What you are asked to do: Copy the records below word for word, beginning at the line that contains "light and report the pixel coordinates." and continuing through the last line.

[Excerpts of pointing data]
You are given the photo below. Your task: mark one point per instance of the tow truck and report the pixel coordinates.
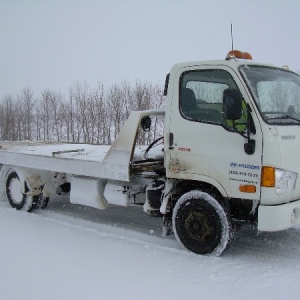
(228, 157)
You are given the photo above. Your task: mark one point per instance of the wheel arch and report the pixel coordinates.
(186, 186)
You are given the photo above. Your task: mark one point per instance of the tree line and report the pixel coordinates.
(86, 115)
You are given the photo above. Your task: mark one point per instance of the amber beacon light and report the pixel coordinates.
(237, 54)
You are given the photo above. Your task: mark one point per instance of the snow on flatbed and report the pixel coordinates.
(51, 149)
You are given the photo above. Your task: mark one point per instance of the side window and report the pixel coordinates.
(201, 95)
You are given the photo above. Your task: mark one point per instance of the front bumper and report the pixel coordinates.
(278, 217)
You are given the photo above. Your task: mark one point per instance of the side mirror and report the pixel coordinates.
(146, 123)
(232, 104)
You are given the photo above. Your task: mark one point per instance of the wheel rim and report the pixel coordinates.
(15, 191)
(200, 226)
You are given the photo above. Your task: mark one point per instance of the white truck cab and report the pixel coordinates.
(234, 126)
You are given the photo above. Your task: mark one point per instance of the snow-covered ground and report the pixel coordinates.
(74, 252)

Finished exercise:
You are given the photo above. Your task: mark one point per instance of the amber beacon light and report the pixel coordinates.
(237, 54)
You are given the photo above. Your task: mark one point per instance of the snow on flatbed and report the pixel coordinates.
(51, 149)
You are given the photo above. Your task: mark one point per instance of the side window and report the pixel coordinates.
(201, 95)
You are given the photo above. Your task: mark one point per instance of the front bumper and report the pixel coordinates.
(278, 217)
You are given the photo above. Your task: mark one point per instance of the side mirror and report the pixel coordinates.
(146, 123)
(232, 104)
You are given the photo above. Your task: mark one point per instance of the wheel rim and report the pixel coordinates.
(15, 191)
(200, 226)
You are given the photo above. Your task: mark one point per instance of the white truck cab and report the pixel coordinates.
(234, 126)
You are given the photo above. Your task: mark one point per instance of the snow-covered ground and report the pixel coordinates.
(74, 252)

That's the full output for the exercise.